Marqo Reindexing Pipeline

A serverless pipeline that reindexes documents from Vespa indexes to the Ecommerce API. It supports parallel extraction via configurable concurrency (slices), pause/resume functionality, and checkpoint-based crash recovery.

Architecture

Components

Component	Purpose
Control Plane	External system that initiates reindexing by writing a job record to the Reindexing Table
Reindexing Table	DynamoDB table storing job metadata, status, and progress counters. DDB Stream triggers the Extraction Lambda on new or resumed jobs
Progress Table	DynamoDB table storing Vespa continuation tokens per slice for checkpoint-based crash recovery
EcomJobs Table	DynamoDB table tracking pending Ecommerce API job IDs awaiting completion (with 30-day TTL)

> Given instruction 1
Edit the listing starting at its first line and ending at the line containing "[64,422,823,1182]", replacing "detection" with "localization" and leaving everything else unchanged.

[Source data]
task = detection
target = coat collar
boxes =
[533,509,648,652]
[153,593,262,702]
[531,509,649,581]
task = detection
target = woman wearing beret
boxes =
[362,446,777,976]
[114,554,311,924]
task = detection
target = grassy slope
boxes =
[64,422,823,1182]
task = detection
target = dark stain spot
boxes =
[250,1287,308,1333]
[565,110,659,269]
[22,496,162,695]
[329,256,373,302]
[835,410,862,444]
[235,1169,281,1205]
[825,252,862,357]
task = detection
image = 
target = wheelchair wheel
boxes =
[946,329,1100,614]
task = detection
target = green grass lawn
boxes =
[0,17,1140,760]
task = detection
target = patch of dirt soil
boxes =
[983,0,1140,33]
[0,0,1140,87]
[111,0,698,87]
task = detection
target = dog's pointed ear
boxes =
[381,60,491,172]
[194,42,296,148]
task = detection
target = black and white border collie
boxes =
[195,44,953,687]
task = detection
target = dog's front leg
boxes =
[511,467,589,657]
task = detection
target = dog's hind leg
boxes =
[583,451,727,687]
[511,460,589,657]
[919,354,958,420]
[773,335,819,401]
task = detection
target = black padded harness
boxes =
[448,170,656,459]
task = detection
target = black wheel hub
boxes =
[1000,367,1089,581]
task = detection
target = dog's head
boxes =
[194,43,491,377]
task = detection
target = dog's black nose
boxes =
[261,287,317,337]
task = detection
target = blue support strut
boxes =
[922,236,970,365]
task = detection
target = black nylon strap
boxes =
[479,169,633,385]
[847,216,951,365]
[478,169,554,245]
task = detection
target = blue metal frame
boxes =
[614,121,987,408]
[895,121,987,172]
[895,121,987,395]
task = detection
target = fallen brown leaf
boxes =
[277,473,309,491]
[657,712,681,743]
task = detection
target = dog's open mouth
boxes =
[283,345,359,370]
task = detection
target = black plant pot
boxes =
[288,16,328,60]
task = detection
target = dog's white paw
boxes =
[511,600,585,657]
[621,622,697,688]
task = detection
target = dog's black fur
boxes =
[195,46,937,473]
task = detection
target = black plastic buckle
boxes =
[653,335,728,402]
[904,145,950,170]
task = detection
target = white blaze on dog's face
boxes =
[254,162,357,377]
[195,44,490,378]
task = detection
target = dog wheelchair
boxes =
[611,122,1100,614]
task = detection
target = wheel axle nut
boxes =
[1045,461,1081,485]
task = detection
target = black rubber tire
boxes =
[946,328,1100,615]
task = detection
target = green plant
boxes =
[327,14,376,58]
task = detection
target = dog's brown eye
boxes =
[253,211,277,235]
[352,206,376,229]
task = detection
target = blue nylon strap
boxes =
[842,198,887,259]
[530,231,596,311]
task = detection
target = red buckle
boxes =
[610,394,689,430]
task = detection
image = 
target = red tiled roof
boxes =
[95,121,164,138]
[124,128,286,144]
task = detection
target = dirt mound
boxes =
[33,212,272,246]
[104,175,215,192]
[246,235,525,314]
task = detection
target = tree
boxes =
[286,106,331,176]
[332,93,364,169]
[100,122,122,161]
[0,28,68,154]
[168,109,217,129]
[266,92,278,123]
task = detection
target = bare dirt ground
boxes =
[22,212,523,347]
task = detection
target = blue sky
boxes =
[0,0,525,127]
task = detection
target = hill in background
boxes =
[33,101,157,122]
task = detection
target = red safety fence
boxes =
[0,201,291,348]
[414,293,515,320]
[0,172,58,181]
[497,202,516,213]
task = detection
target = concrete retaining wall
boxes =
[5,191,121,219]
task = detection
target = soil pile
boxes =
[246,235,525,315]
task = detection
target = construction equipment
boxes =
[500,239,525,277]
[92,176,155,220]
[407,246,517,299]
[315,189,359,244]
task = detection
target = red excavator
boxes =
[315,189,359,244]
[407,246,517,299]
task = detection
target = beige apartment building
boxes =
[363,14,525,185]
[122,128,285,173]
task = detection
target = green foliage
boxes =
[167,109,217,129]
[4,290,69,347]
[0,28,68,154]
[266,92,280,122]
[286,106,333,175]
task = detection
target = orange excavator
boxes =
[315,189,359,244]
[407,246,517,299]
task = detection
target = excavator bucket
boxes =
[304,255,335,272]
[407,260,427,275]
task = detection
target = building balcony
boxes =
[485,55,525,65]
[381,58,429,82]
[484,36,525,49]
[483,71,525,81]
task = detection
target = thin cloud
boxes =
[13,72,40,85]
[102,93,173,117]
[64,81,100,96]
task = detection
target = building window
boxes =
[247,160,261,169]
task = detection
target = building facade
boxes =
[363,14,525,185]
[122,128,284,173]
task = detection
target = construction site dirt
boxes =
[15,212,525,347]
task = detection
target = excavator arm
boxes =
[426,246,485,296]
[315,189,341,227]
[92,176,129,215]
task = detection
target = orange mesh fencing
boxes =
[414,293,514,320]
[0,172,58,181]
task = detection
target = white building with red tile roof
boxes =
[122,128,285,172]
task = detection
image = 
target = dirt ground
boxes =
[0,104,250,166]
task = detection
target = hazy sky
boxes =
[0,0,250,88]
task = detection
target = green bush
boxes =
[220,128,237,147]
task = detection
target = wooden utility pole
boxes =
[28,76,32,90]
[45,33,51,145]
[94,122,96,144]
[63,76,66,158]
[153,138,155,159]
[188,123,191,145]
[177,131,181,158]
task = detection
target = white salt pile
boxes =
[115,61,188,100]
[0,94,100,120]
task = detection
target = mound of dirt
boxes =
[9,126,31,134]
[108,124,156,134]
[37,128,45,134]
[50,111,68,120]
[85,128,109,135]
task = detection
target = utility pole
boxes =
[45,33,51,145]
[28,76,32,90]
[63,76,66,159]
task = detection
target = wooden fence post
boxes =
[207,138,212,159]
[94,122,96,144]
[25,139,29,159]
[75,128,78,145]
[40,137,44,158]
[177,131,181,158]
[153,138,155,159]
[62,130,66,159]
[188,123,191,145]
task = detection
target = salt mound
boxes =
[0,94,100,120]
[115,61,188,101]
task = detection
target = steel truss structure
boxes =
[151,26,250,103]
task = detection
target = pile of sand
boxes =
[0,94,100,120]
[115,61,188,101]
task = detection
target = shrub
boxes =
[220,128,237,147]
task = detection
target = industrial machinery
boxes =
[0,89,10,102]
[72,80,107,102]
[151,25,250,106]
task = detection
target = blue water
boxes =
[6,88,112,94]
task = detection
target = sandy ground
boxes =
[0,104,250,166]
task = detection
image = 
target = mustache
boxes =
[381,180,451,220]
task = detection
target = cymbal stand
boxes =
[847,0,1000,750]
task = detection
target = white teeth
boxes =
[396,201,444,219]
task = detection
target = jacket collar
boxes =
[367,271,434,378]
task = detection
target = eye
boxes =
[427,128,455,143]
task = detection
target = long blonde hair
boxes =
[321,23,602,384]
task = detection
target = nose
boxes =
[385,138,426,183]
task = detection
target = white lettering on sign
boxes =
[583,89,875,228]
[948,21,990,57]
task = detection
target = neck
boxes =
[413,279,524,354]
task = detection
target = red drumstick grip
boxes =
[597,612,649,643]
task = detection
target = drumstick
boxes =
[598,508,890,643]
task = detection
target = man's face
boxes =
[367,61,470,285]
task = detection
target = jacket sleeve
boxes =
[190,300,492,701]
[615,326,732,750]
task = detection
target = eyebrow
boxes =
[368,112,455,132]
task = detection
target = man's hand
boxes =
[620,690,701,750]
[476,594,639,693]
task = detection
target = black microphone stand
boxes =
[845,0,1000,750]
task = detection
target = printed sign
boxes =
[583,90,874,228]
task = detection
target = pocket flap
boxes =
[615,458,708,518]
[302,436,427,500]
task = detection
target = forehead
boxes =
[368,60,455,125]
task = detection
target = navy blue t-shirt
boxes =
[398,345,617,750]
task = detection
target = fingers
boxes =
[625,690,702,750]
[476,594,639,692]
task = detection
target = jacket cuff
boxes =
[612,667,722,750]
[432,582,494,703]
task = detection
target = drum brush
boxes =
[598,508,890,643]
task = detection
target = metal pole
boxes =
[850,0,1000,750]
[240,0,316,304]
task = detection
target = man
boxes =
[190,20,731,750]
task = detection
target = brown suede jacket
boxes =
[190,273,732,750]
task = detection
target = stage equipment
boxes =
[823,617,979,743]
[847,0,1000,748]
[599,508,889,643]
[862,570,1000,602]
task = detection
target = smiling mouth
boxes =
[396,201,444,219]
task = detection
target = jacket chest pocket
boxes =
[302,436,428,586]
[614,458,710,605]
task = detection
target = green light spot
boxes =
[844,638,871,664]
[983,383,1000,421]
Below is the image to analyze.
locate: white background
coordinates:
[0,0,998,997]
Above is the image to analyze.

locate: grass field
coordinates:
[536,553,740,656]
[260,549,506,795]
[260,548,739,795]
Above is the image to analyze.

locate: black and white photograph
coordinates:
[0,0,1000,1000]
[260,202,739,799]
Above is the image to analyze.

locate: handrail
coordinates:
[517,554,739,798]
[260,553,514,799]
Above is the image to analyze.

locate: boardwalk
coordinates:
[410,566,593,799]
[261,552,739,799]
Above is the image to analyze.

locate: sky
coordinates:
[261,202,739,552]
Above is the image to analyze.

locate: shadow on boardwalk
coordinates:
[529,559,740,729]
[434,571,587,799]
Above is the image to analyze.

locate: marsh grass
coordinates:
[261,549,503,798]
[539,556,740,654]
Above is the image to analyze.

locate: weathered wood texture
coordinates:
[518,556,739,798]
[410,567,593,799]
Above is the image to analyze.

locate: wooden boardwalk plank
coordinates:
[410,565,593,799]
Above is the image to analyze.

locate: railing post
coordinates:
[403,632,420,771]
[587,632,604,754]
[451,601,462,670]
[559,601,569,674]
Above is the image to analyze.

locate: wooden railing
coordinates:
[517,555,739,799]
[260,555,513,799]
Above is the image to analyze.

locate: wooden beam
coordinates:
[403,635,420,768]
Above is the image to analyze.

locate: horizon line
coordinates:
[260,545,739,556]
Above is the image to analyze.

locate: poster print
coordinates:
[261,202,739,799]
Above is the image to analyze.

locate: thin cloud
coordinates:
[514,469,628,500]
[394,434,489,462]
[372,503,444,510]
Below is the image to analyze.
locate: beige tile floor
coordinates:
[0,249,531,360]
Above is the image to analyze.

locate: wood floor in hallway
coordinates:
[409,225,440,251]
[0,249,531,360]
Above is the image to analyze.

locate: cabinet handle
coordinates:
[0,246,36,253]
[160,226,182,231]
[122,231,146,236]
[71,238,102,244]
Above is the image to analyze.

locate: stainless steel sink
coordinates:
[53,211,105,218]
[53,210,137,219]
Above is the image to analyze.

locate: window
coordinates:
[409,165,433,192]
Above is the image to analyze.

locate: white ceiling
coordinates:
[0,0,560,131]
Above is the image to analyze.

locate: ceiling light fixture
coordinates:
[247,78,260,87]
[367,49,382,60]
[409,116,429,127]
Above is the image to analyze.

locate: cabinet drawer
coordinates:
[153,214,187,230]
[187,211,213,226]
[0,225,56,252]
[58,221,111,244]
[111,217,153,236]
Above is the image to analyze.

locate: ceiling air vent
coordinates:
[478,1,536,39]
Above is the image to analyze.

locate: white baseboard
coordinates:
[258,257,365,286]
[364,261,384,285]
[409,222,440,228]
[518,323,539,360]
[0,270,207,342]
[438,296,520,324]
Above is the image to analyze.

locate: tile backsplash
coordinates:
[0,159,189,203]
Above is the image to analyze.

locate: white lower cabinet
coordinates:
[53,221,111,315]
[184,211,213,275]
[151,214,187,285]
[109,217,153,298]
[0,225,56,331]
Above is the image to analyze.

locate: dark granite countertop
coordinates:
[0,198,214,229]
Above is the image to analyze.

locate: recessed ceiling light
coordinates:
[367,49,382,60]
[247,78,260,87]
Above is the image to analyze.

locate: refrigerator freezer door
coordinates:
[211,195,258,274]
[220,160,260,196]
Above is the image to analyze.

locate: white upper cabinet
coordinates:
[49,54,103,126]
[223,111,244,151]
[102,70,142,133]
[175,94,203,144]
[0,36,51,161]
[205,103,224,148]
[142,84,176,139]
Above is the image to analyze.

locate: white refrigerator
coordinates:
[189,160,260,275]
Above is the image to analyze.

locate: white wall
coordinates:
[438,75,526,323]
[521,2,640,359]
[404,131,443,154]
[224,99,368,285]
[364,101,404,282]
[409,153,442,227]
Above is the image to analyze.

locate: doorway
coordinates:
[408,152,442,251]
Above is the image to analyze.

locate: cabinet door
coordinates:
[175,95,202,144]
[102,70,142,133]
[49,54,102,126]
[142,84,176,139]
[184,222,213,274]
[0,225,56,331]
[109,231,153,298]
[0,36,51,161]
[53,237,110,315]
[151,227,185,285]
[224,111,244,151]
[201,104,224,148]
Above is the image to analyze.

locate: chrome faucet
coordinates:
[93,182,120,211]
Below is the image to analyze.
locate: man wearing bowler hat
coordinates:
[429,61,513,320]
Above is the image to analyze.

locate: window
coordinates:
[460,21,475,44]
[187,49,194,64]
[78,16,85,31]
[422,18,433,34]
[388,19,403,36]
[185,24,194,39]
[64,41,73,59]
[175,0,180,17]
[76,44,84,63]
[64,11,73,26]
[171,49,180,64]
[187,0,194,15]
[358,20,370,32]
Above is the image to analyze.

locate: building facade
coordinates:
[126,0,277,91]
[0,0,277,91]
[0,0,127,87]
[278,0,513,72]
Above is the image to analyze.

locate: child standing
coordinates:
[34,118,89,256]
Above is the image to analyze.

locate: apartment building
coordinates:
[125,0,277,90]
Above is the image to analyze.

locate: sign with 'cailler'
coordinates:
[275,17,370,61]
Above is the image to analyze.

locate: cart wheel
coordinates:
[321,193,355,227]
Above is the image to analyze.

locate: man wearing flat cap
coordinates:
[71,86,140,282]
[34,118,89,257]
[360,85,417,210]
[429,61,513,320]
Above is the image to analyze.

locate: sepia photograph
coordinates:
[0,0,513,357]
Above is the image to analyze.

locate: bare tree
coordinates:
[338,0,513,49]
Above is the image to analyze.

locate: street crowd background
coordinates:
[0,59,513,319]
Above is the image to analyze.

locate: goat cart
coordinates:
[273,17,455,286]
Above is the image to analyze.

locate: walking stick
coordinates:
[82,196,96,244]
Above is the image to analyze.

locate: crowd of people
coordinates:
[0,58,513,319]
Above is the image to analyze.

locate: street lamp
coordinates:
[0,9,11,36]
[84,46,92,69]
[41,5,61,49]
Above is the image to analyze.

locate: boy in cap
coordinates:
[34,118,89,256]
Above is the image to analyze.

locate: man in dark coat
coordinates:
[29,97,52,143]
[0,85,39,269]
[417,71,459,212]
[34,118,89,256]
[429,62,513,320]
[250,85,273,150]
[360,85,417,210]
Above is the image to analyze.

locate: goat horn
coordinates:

> Given instruction 2
According to the Marqo reindexing pipeline page, what does the Progress Table store?

> Written answer 1
task = localization
target = coat collar
boxes =
[533,509,648,652]
[153,593,262,702]
[531,509,649,581]
task = localization
target = woman wearing beret
boxes =
[362,446,777,976]
[114,554,311,924]
task = localization
target = grassy slope
boxes =
[64,422,823,1182]

> Written answer 2
It stores Vespa continuation tokens per slice for checkpoint-based crash recovery.